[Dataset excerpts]
== Segment start ==
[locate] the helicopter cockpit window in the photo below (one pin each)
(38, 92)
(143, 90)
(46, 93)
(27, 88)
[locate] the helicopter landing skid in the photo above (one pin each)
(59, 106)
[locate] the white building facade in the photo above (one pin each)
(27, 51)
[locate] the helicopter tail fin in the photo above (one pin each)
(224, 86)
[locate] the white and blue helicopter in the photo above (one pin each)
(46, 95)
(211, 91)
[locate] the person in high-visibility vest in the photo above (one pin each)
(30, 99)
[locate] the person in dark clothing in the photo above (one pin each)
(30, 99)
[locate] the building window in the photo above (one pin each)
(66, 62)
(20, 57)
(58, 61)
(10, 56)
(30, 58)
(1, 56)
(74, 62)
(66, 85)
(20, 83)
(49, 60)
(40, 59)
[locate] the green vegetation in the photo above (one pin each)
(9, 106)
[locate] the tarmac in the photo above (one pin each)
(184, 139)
== Segment end ==
== Segment start ==
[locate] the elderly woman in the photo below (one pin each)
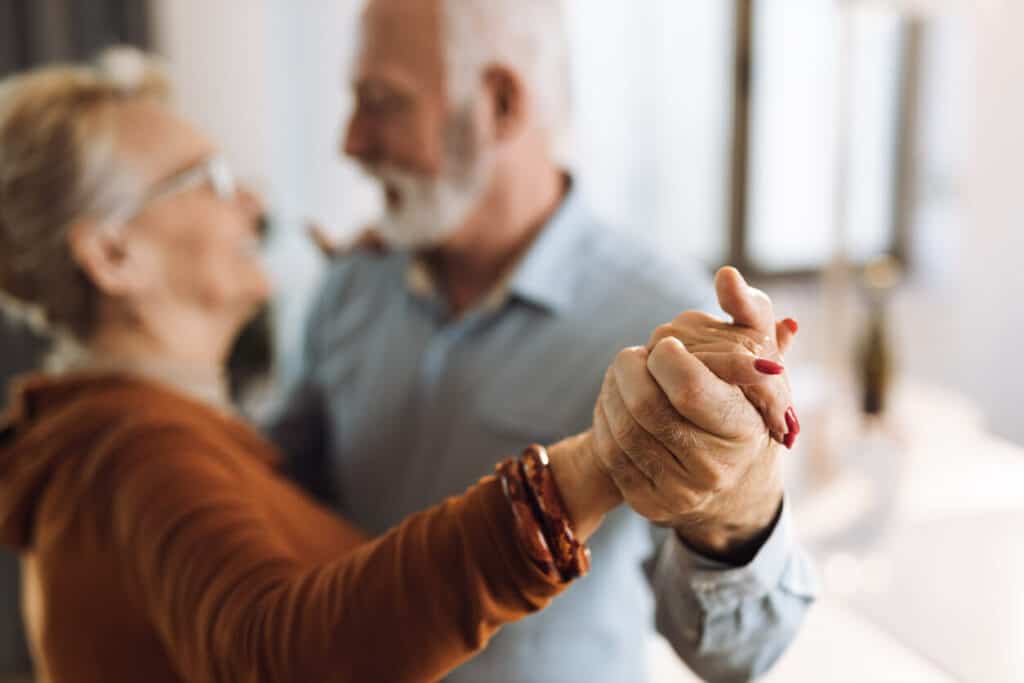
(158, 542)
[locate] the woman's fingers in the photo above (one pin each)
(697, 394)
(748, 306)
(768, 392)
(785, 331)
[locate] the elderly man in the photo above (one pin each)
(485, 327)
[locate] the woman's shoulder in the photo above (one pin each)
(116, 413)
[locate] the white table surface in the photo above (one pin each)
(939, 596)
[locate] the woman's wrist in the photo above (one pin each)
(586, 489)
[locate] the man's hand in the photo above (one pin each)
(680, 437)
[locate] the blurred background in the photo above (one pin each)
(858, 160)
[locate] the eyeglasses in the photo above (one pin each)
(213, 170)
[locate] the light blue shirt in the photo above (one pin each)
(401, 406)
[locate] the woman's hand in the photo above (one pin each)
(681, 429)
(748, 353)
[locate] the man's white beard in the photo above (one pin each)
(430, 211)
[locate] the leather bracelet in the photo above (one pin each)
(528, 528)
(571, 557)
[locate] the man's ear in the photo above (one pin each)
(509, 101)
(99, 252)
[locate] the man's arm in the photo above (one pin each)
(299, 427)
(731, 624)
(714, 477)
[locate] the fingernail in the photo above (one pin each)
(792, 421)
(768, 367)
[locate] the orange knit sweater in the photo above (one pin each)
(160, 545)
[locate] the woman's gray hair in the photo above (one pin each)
== Segment end ==
== Segment start ==
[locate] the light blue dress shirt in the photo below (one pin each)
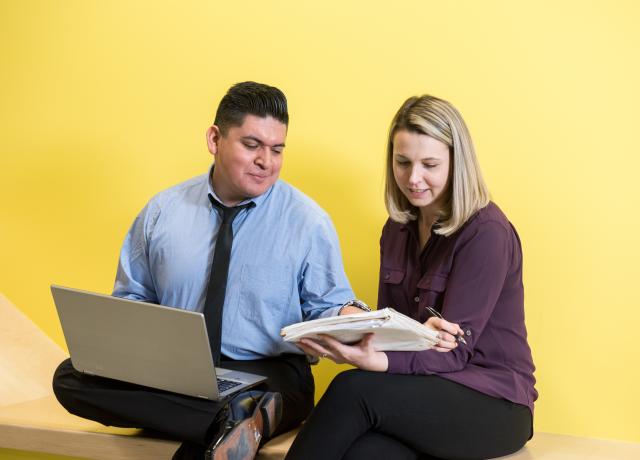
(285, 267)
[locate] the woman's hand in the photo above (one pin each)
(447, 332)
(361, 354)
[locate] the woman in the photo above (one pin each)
== Segment end ==
**Exercise directions:** Output the lines above exactly, but only those between the line holding "[locate] the man's hand" and the line holding "[locate] the woman's gray", inclusive.

**Response to this task:**
[locate] the man's hand in the photo above (one pin each)
(680, 437)
[locate] the blurred background in the photo above (one pin each)
(858, 160)
[locate] the eyeglasses in the photo above (one pin each)
(213, 170)
[locate] the light blue shirt in the photo above (one pin each)
(401, 406)
[locate] the woman's hand in the photo above (one pin each)
(681, 429)
(748, 353)
[locate] the man's white beard in the photo above (one pin each)
(430, 211)
[locate] the leather bracelet in the photo above (one pin each)
(528, 528)
(571, 557)
[locate] the man's ear in the photo above (one pin each)
(509, 101)
(99, 252)
[locate] the man's arm in the photo above (one pin each)
(299, 427)
(731, 624)
(714, 477)
[locate] the fingernail in the photo above (one pin each)
(792, 421)
(768, 367)
[locate] the orange knit sweater in the photo above (one pin each)
(160, 545)
[locate] the woman's gray hair in the photo above (one pin each)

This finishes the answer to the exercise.